» What you are asked to do: Please copy the material from the line with "Each instance of the horizon" up to and including the line with "x=343 y=198", swapping "blue roof" for "tiled roof" and leaving all else unchanged.

Records from a collection
┌──
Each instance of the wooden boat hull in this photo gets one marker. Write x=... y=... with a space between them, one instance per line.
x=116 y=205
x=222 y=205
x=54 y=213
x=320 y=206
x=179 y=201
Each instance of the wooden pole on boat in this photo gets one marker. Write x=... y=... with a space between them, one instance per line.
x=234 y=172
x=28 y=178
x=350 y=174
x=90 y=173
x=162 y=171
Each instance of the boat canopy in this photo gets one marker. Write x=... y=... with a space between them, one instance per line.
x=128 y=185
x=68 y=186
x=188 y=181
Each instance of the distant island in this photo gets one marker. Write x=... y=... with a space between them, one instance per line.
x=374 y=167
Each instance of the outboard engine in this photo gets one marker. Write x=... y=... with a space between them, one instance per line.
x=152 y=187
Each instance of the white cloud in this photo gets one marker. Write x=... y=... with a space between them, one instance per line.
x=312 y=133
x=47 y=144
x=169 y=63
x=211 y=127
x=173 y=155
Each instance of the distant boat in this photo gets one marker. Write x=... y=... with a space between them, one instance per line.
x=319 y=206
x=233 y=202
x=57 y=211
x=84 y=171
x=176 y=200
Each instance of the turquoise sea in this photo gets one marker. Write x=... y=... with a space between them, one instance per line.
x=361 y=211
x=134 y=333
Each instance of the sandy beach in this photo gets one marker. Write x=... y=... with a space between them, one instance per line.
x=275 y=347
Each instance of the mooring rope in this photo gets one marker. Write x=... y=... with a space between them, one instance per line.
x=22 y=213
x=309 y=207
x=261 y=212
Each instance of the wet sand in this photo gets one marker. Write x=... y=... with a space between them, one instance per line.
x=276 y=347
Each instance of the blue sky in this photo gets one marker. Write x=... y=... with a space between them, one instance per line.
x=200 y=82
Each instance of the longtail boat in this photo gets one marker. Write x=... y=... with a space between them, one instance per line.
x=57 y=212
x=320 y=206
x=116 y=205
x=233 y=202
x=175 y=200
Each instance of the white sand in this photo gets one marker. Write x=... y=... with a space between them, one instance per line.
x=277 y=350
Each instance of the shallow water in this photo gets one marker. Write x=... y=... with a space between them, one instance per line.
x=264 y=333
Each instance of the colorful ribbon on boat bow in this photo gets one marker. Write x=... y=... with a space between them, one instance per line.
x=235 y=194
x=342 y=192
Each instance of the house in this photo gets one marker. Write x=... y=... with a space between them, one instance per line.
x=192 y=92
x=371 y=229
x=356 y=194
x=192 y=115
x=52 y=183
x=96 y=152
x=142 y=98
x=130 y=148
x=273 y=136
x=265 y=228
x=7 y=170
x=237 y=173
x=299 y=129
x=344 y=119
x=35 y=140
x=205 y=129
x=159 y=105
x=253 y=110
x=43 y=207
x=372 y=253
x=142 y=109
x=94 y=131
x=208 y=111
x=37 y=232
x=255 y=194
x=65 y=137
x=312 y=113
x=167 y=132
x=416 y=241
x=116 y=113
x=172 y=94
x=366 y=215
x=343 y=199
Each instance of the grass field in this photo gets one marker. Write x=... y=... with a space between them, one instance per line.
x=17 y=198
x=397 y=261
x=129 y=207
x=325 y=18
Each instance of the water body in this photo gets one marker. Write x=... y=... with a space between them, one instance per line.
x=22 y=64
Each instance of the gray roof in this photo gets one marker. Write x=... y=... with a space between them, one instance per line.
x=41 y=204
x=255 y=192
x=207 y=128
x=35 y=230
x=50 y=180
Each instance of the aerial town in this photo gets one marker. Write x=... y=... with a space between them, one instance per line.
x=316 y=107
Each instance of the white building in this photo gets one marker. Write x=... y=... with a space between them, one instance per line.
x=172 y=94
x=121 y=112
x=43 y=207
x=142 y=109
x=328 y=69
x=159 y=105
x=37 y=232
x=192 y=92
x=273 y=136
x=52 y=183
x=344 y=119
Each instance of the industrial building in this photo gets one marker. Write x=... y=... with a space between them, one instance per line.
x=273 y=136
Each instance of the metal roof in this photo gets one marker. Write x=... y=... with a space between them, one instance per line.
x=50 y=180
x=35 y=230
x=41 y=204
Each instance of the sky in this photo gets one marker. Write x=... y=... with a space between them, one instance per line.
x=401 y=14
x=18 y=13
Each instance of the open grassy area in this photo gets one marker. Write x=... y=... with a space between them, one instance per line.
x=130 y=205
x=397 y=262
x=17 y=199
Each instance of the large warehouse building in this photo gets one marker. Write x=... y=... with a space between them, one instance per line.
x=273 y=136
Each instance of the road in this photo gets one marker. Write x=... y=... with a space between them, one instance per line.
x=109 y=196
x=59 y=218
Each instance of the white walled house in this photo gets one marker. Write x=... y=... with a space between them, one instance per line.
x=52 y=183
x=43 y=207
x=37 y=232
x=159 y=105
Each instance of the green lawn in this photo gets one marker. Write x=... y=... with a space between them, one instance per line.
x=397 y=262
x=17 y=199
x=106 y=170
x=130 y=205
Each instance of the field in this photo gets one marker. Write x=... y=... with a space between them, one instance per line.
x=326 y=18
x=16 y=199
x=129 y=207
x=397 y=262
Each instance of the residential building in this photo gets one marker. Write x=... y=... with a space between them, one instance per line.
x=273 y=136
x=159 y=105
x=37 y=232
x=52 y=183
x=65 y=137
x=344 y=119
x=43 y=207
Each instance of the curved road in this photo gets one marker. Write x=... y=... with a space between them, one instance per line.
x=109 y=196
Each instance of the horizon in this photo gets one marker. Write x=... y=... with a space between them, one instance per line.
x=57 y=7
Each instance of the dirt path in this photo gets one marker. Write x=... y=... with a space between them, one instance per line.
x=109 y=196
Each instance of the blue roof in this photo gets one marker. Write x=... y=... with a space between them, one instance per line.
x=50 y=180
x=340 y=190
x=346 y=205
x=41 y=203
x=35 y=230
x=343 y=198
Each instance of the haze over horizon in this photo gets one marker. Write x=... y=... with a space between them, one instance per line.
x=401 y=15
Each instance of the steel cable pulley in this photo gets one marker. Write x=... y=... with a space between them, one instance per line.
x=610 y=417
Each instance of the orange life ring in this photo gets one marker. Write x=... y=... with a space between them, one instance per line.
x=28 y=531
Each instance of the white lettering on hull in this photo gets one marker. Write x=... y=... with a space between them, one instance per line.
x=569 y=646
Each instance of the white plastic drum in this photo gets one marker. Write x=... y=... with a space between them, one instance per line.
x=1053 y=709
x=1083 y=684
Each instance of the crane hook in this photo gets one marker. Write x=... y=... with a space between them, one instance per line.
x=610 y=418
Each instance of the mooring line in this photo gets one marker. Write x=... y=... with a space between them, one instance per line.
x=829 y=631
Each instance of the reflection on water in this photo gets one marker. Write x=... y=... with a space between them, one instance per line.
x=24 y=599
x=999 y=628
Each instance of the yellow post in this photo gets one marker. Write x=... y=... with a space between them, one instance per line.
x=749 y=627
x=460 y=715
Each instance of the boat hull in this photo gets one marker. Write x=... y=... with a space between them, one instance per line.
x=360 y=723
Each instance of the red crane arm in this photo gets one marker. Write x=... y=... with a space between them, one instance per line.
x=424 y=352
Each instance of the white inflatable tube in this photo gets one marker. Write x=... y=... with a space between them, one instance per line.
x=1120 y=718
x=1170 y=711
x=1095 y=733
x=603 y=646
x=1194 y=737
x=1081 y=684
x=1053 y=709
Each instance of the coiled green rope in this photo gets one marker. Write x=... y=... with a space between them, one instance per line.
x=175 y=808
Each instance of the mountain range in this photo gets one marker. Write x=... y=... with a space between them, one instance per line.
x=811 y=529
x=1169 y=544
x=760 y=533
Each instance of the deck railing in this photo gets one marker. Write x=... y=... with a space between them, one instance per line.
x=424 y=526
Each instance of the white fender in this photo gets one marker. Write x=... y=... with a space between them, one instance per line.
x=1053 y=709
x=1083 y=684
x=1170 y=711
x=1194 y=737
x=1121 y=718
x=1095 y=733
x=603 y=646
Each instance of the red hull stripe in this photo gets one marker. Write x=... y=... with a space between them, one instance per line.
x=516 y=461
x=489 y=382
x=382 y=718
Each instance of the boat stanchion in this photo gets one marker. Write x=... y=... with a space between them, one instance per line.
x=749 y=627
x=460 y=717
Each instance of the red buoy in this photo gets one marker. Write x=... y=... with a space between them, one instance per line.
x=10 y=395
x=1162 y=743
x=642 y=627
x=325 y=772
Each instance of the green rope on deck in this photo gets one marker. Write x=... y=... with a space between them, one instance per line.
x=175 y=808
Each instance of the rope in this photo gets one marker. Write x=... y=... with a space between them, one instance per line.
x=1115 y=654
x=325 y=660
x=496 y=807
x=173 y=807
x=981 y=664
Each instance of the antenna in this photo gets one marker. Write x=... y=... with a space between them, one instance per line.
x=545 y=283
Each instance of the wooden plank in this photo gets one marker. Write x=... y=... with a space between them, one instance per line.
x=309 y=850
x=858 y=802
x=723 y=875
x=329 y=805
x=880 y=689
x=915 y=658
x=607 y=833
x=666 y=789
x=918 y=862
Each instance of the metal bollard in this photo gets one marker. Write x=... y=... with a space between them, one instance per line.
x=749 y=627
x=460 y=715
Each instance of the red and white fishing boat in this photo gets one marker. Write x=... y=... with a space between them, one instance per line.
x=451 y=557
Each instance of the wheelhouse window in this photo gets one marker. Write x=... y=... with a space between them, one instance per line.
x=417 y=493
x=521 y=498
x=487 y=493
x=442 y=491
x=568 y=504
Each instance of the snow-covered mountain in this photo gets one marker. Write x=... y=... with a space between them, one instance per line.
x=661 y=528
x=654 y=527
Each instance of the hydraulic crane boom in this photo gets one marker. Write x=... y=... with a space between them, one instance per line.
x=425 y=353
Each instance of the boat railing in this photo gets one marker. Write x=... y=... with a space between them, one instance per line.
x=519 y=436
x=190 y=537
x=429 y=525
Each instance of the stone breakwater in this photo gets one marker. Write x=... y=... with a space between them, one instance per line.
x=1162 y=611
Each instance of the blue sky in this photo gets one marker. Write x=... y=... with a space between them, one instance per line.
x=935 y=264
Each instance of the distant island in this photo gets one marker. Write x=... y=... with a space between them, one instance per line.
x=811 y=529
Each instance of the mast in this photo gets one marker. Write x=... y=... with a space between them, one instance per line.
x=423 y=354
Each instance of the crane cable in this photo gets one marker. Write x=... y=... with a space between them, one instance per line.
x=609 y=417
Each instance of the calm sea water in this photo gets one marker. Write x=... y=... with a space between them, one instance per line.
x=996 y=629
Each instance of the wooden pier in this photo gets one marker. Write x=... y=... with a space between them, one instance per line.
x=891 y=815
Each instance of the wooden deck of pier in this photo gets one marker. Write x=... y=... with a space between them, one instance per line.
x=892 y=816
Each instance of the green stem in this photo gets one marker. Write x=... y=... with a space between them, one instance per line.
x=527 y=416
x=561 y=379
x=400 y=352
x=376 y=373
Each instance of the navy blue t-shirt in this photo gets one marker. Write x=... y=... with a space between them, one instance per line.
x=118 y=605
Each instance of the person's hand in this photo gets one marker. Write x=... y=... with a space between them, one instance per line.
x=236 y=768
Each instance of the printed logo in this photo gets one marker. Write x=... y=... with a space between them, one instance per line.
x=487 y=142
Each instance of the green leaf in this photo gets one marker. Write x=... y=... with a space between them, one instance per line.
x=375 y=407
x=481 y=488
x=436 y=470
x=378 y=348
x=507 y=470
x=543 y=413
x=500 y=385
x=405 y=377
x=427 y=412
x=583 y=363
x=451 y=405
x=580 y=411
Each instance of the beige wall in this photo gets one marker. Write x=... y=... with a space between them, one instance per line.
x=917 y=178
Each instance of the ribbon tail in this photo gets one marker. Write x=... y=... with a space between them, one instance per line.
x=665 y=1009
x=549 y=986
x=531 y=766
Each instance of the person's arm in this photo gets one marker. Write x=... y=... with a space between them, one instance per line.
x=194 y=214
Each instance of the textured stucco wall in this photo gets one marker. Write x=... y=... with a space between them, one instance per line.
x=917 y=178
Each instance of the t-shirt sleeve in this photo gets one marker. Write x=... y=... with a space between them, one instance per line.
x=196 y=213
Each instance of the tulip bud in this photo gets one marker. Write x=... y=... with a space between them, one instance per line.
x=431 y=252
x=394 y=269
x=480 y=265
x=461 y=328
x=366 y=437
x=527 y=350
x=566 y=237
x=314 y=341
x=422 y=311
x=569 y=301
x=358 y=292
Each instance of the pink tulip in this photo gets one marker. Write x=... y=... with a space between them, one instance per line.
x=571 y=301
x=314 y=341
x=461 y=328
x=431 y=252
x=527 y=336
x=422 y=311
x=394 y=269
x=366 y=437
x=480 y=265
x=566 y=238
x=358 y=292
└──
» Exercise result:
Each instance of the horizon in this photo gets one marker. Write x=... y=... with a space between them, one instance per line.
x=57 y=7
Each instance of the dirt path in this photo gets one marker. Write x=... y=... with a space between them, one instance per line.
x=109 y=196
Each instance of the tiled roof in this photo gets one marker. Write x=... y=... with a space between them, one instance per line.
x=50 y=180
x=340 y=190
x=346 y=205
x=41 y=203
x=35 y=230
x=343 y=198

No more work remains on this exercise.